Activity:
Repeat the records in full and exactly, omitting pictures.
Segment Start: Records for processing
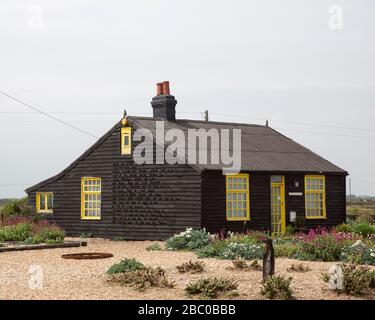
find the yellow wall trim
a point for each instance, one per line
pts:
(237, 197)
(126, 140)
(91, 189)
(44, 202)
(315, 197)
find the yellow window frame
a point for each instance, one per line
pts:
(84, 192)
(319, 191)
(126, 140)
(45, 195)
(238, 191)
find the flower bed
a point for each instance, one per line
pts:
(27, 231)
(316, 245)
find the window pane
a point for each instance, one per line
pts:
(50, 201)
(42, 202)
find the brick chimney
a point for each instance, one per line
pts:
(163, 104)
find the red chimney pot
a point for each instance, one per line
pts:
(159, 88)
(166, 88)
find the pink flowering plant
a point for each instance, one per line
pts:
(322, 245)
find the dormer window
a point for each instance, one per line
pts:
(126, 143)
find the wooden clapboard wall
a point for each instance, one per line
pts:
(138, 201)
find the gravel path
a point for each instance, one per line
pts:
(85, 279)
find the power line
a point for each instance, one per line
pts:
(294, 122)
(46, 114)
(326, 133)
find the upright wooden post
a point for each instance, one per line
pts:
(268, 259)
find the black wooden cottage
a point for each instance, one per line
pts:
(104, 192)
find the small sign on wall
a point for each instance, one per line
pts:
(292, 216)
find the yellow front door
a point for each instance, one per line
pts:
(277, 205)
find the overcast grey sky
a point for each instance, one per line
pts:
(247, 60)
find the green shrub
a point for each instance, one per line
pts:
(248, 251)
(192, 267)
(213, 249)
(86, 235)
(118, 238)
(18, 232)
(287, 250)
(364, 229)
(188, 240)
(344, 227)
(232, 248)
(16, 208)
(277, 287)
(211, 287)
(142, 278)
(32, 233)
(321, 248)
(356, 279)
(291, 229)
(125, 265)
(358, 253)
(154, 247)
(299, 268)
(242, 264)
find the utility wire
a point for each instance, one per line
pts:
(46, 114)
(295, 122)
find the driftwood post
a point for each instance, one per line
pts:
(268, 259)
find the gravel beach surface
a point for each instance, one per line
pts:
(86, 279)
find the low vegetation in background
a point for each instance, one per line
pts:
(142, 279)
(85, 235)
(133, 273)
(356, 279)
(31, 232)
(338, 244)
(277, 287)
(359, 253)
(356, 246)
(192, 267)
(210, 288)
(188, 240)
(242, 264)
(361, 208)
(154, 247)
(14, 208)
(299, 267)
(125, 265)
(245, 246)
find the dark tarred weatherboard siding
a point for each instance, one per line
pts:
(214, 204)
(139, 202)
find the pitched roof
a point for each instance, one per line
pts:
(263, 148)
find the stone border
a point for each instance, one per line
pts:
(24, 247)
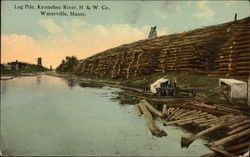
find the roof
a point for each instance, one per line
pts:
(231, 81)
(157, 84)
(238, 88)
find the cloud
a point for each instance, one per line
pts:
(67, 38)
(229, 3)
(161, 15)
(204, 13)
(50, 25)
(133, 14)
(170, 7)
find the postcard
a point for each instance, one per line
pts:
(125, 78)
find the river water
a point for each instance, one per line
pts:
(44, 115)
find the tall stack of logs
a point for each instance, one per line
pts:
(215, 50)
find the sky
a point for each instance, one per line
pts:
(27, 35)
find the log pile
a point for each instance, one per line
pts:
(237, 128)
(215, 50)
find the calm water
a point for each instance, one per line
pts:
(50, 116)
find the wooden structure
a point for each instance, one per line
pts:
(215, 50)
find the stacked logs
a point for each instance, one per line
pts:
(218, 50)
(237, 127)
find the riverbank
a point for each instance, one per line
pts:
(207, 109)
(136, 87)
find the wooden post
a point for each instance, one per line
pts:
(185, 142)
(138, 110)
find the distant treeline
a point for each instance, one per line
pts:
(21, 67)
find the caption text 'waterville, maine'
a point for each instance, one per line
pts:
(63, 10)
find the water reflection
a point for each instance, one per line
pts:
(124, 99)
(53, 120)
(86, 84)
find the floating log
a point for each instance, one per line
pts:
(153, 110)
(177, 114)
(228, 139)
(237, 147)
(222, 151)
(239, 124)
(239, 129)
(138, 110)
(185, 114)
(185, 142)
(154, 129)
(181, 121)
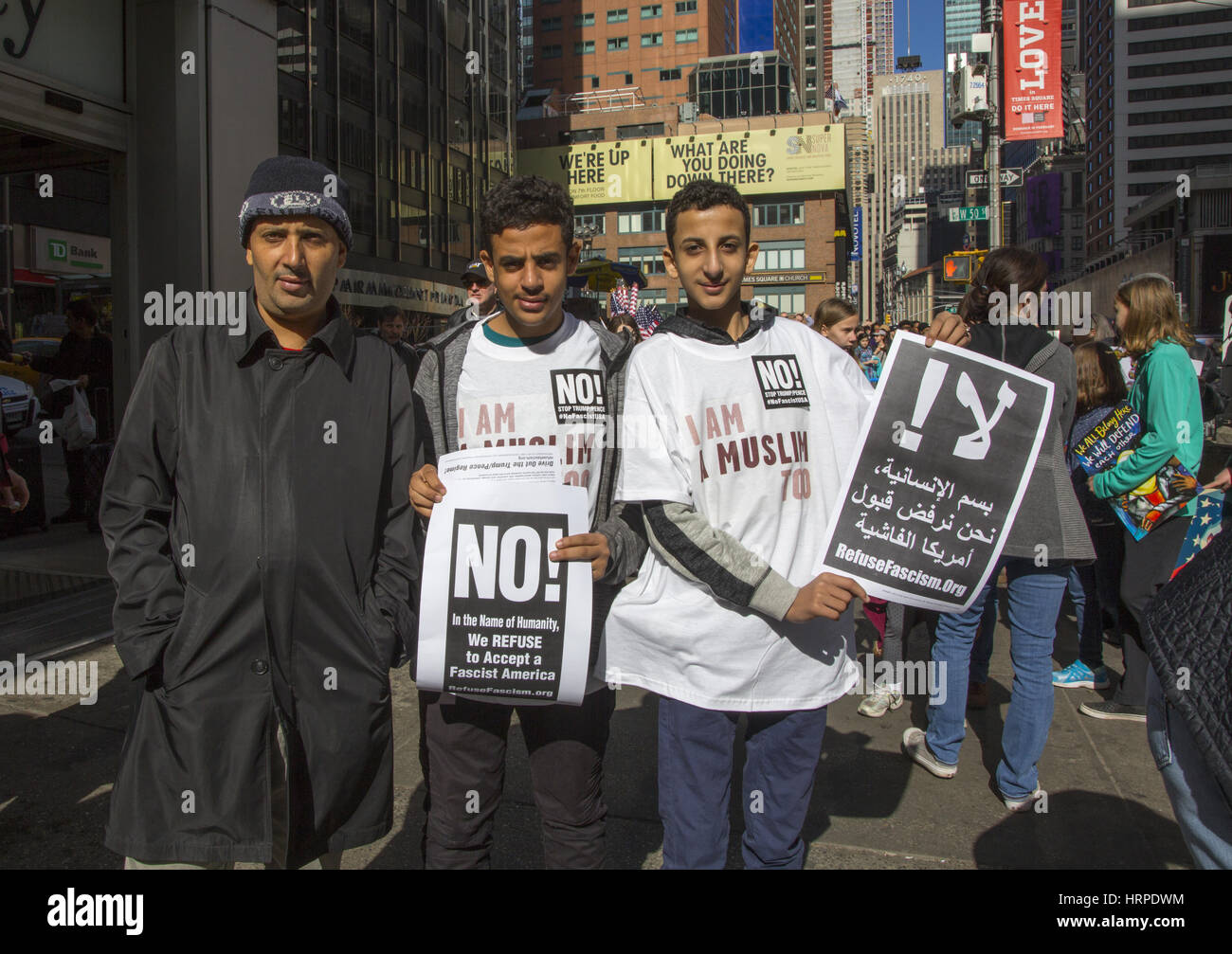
Segment End: Records for processing
Written response:
find the yellow wall trim
a point for each instance, one per line
pts:
(237, 197)
(126, 140)
(91, 189)
(44, 202)
(315, 197)
find the yellow window frame
a point for each instance, one per line
pts:
(84, 192)
(319, 191)
(126, 140)
(45, 195)
(238, 191)
find the flower bed
a point for each instance, one per line
pts:
(27, 231)
(316, 245)
find the window pane
a point for each instance, one per line
pts:
(50, 201)
(42, 202)
find the brick chimney
a point for each instance, one per line
pts:
(163, 104)
find the red chimney pot
a point for each instance, one per line
pts:
(159, 88)
(166, 88)
find the pink flowering plant
a point for each instance, one per line
pts:
(322, 245)
find the dormer window
a point for each instance, one per line
pts:
(126, 143)
find the wooden clapboard wall
a point for each instance, one per line
pts:
(138, 201)
find the gravel path
a point for each instance, one per line
pts:
(85, 279)
find the power line
a point for each instance, one per line
pts:
(294, 122)
(46, 114)
(326, 133)
find the upright wooden post
a point for each instance, one per line
pts:
(268, 259)
find the black wooden cottage
a point for each instance, one per line
pts:
(104, 192)
find the small sign on wall
a point for each instance, one per line
pts:
(292, 216)
find the yellow front door
a point for each instance, one per line
pts:
(277, 205)
find the overcast grey sky
a point for each instance, one per line
pts:
(247, 60)
find the green shrub
a point for each instance, one per line
pts:
(248, 251)
(192, 267)
(213, 249)
(86, 235)
(118, 238)
(18, 232)
(287, 250)
(364, 229)
(188, 240)
(344, 227)
(232, 248)
(16, 208)
(277, 287)
(211, 287)
(142, 278)
(32, 233)
(321, 248)
(356, 279)
(291, 229)
(125, 265)
(358, 253)
(154, 247)
(299, 268)
(242, 264)
find the utility wire
a point for each instance, one per line
pts:
(46, 114)
(295, 122)
find the driftwood post
a point for each instance, one per line
pts:
(268, 259)
find the gravel beach surface
a point for each instance, one per line
pts:
(86, 279)
find the low vegetation in background
a point for each instance, one per line
pts:
(142, 279)
(85, 235)
(133, 273)
(356, 279)
(31, 232)
(338, 244)
(277, 287)
(359, 253)
(356, 246)
(192, 267)
(210, 288)
(188, 240)
(242, 264)
(361, 208)
(154, 247)
(14, 208)
(299, 267)
(125, 265)
(245, 246)
find the dark tarred weatherboard siding
a point for each instance, one per line
pts:
(214, 204)
(139, 202)
find the pitched roof
a point for each instance, one per line
pts:
(263, 148)
find the stone border
a point for each instance, one per line
pts:
(24, 247)
find the roof
a point for each instance, one per line
pts:
(231, 81)
(157, 84)
(238, 88)
find the cloud
a point for each instance, one per line
pts:
(67, 38)
(229, 3)
(161, 15)
(204, 13)
(50, 25)
(133, 14)
(170, 7)
find the postcard
a point for each instance, one per line
pts:
(125, 78)
find the river water
a point for each instance, one per line
pts:
(44, 115)
find the tall stack of logs
a point for each instance, one per line
pts:
(215, 50)
find the sky
a point for each instance, one per line
pts:
(27, 35)
find the log pile
a point for each instance, one per line
pts:
(237, 128)
(215, 50)
find the calm water
a point for each instance, one per line
pts:
(50, 116)
find the wooden structure
a point for each instance, one per line
pts:
(215, 50)
find the stacked logs
a point for each instance, one per line
pts:
(218, 50)
(237, 127)
find the riverbank
a point for each instance, one per line
pts:
(207, 109)
(136, 87)
find the wooden post
a point for each instance, one per line
pts:
(185, 142)
(138, 110)
find the distant treeline
a point for each instance, one per line
pts:
(21, 67)
find the caption text 'waterville, maine'
a point for each instance, one per line
pts:
(63, 10)
find the water reflection
a point for each instance, one per line
pts:
(124, 99)
(53, 120)
(86, 84)
find the floating log
a point for each instance, one per line
pts:
(153, 110)
(177, 114)
(228, 139)
(237, 147)
(222, 151)
(239, 124)
(239, 129)
(138, 110)
(185, 114)
(185, 142)
(154, 129)
(181, 121)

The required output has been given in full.